__What the task requires__: Copy verbatim everything in the rows below, from their very first line down to and including the line that contains "[(211, 127)]".

__Record extracts__:
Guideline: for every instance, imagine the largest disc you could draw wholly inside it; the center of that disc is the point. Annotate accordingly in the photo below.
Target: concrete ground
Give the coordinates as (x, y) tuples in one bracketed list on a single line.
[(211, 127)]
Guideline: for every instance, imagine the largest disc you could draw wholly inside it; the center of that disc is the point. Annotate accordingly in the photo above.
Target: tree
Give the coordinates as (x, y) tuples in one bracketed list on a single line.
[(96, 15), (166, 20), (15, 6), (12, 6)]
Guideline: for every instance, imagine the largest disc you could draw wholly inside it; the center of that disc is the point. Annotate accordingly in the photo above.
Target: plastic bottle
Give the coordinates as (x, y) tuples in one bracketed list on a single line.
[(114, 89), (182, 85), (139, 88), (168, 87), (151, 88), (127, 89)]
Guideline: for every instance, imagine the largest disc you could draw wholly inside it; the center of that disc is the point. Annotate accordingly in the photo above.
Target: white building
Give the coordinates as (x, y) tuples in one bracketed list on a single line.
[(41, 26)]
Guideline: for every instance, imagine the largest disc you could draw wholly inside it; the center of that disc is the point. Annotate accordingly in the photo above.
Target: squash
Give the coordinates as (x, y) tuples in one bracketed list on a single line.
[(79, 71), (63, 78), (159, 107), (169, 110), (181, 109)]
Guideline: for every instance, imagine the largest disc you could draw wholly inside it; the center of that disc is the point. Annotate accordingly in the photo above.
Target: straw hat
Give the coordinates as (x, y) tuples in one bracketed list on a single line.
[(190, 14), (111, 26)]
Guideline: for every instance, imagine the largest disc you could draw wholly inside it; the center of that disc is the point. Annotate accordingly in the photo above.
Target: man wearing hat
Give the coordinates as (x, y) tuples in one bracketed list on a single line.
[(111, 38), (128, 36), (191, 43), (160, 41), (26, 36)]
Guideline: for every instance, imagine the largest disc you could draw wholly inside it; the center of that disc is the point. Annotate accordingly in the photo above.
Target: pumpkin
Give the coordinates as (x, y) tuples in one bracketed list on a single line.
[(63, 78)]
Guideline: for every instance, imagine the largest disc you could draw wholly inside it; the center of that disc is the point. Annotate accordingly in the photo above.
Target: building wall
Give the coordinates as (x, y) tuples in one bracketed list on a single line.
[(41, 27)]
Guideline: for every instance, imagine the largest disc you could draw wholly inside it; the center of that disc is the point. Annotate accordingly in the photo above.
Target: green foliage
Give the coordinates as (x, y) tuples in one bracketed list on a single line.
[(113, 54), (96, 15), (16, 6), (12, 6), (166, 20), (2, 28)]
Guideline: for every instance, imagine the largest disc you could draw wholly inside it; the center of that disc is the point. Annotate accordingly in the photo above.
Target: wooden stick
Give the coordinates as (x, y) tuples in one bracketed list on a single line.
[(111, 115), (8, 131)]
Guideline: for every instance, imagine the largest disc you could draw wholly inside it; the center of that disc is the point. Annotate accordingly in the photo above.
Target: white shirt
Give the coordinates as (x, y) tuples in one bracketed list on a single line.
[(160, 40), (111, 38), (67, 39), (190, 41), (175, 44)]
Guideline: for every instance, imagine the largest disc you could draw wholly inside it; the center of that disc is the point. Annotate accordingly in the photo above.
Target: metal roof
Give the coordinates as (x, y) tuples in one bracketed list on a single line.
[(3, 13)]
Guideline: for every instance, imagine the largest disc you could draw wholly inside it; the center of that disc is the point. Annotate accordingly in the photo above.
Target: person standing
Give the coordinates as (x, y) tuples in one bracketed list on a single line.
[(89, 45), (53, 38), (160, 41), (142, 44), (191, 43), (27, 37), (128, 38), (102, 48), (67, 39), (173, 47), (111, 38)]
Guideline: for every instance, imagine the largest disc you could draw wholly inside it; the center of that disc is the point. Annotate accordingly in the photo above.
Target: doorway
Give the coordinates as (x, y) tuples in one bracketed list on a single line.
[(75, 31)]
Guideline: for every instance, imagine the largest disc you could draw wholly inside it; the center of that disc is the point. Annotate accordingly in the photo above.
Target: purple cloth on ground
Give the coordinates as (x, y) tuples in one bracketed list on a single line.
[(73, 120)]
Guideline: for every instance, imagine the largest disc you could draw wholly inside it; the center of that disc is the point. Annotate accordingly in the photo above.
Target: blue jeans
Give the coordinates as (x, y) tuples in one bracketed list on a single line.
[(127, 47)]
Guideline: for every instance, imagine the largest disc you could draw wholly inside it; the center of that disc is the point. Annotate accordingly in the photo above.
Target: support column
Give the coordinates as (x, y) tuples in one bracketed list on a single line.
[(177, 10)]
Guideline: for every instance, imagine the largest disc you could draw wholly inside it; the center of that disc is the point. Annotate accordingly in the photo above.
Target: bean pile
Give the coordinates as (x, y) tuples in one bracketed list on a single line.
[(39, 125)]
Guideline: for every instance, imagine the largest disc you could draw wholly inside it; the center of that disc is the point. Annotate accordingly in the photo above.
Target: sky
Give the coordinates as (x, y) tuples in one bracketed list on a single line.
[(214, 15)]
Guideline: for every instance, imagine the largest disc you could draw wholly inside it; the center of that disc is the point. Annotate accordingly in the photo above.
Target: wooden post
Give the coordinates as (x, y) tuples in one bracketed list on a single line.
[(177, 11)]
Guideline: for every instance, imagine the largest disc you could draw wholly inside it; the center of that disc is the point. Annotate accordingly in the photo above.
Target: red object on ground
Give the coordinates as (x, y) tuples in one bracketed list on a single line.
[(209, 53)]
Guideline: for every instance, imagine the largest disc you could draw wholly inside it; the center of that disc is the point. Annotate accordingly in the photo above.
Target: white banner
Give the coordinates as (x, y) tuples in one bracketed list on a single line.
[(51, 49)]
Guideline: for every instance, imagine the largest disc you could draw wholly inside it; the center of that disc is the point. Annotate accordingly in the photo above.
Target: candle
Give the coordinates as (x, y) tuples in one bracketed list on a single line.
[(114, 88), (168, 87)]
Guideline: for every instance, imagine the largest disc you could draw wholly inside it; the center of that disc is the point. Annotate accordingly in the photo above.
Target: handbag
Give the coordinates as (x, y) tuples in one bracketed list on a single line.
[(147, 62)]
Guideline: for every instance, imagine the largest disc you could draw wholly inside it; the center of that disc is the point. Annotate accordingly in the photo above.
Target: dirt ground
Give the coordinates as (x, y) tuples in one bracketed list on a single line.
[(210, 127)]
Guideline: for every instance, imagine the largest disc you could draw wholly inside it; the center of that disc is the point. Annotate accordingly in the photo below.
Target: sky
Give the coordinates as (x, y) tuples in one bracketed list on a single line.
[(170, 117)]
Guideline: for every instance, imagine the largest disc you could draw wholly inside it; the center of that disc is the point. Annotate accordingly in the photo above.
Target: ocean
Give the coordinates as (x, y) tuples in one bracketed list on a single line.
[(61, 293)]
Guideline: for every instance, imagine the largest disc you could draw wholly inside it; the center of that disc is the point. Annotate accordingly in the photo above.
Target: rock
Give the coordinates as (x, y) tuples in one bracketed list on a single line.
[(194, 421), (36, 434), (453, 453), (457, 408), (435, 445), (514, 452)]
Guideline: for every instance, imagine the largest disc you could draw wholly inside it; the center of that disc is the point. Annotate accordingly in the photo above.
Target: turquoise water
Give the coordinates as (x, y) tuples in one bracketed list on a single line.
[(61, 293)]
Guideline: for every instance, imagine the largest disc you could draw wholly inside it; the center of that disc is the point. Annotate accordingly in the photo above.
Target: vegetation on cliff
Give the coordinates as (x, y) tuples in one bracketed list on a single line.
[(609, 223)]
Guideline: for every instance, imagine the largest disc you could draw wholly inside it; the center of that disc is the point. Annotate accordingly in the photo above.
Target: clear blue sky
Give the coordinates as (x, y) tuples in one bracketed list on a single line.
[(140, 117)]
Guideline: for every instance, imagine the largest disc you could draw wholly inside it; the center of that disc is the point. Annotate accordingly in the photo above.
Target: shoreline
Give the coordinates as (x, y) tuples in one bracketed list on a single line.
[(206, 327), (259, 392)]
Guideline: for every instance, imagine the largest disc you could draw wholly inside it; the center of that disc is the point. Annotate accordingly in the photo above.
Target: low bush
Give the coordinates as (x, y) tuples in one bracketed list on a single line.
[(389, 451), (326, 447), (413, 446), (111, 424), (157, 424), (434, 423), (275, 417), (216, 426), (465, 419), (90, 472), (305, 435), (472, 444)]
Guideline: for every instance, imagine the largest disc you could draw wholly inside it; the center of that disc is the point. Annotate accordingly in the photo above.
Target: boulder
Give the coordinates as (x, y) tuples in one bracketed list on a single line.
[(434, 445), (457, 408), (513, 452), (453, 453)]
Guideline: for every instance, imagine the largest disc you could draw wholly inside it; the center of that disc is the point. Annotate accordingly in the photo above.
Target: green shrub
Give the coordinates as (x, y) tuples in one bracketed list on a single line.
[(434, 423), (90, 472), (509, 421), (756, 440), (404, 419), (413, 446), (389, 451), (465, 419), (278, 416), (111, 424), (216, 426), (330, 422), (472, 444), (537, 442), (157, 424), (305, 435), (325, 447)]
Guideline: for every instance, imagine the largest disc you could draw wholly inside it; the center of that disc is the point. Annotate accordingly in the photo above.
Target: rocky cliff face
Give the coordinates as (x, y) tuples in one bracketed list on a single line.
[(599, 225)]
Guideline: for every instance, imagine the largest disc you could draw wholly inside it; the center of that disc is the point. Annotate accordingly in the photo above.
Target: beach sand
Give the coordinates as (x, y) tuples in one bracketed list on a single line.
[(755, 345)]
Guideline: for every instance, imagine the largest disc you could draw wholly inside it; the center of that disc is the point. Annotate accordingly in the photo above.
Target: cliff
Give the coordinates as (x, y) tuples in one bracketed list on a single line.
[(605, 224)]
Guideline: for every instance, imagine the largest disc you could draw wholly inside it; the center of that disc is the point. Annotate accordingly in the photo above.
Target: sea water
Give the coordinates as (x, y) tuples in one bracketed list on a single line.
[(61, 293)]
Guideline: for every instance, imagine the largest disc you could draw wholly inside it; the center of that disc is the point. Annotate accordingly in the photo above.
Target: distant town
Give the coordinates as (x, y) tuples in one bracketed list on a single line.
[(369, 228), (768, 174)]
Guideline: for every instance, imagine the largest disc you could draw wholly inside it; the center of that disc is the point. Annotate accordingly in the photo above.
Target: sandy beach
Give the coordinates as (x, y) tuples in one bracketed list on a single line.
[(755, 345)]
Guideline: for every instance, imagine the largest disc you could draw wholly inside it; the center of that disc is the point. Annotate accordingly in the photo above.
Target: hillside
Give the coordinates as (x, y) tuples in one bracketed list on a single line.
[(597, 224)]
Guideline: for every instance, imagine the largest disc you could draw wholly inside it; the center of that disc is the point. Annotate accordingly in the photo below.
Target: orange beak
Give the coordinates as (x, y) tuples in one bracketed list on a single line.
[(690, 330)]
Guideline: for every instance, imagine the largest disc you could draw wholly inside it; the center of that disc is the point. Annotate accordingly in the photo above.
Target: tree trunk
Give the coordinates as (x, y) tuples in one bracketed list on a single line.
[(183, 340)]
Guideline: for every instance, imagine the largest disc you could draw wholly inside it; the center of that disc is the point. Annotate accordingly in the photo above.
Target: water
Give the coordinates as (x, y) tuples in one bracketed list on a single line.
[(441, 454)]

__Exercise solution__:
Guideline: for every instance, imagine the largest disc you could draw wholly inside it; the center of that disc is the point. Annotate accordingly in the photo below.
Target: concrete ground
Give the coordinates as (x, y) tuples in one bracketed list on a single line.
[(211, 127)]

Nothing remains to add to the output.